▶ ACTION ITEM
Lines from the listing below that contain the string "backrest" are to be reported.

▶ PROVIDED RECORDS

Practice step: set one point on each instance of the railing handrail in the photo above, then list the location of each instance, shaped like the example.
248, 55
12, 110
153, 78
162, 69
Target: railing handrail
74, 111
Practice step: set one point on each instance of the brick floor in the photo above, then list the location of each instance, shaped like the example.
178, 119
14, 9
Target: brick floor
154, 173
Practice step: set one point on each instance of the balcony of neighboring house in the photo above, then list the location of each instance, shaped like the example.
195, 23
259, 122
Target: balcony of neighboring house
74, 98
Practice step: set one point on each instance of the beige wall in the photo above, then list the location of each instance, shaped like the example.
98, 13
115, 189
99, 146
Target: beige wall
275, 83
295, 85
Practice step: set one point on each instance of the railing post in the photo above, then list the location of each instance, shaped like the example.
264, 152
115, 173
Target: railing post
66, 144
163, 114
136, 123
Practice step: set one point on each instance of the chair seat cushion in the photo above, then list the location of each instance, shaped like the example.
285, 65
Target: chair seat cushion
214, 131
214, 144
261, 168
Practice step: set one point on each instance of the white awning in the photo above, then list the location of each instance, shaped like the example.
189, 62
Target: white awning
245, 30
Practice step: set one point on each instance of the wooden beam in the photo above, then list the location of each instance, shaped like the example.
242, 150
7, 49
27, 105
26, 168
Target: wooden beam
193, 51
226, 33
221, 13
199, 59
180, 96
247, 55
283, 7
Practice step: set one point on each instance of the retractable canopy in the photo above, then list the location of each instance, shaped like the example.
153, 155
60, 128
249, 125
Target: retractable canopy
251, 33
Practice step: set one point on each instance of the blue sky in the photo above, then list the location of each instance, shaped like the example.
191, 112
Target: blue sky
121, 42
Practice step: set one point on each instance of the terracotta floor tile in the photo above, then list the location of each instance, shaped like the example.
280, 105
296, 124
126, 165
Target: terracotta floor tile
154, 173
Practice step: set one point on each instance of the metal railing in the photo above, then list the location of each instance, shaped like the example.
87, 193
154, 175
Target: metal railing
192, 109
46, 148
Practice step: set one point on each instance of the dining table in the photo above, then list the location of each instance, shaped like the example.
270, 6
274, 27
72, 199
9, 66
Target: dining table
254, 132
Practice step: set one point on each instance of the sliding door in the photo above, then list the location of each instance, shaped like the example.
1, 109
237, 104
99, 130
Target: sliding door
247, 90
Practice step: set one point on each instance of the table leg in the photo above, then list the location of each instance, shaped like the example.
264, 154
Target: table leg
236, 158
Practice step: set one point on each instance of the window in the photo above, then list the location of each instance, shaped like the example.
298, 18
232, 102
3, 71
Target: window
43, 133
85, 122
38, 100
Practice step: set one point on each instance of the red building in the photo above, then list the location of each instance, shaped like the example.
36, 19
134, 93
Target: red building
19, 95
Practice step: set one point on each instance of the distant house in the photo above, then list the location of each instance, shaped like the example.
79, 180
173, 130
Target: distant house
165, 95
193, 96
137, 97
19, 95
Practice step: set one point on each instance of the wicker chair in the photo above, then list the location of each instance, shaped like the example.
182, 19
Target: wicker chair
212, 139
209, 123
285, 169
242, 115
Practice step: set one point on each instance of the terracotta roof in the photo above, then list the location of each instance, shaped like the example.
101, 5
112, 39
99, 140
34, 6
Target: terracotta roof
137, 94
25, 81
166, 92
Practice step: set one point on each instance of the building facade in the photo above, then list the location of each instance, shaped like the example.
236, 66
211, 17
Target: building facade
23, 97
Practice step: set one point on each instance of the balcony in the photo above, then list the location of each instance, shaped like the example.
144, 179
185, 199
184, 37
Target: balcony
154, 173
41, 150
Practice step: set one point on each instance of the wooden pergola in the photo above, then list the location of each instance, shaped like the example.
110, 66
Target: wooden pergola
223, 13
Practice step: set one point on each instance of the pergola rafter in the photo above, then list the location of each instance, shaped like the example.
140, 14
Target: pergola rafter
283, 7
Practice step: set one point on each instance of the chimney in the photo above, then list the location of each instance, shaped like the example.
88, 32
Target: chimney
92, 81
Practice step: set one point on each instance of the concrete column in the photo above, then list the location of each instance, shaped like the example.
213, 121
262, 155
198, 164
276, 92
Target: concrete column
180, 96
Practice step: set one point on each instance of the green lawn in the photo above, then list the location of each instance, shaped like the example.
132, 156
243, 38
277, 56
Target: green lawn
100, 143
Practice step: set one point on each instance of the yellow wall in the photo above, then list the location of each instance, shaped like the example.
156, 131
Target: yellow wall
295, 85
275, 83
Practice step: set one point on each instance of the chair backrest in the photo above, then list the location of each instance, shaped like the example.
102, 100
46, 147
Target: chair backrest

▶ FINISHED TASK
Practice step: set one point on each instance of the chair backrest in the photo above, then list the location of each instance, shaped like the example.
Target: chair backrest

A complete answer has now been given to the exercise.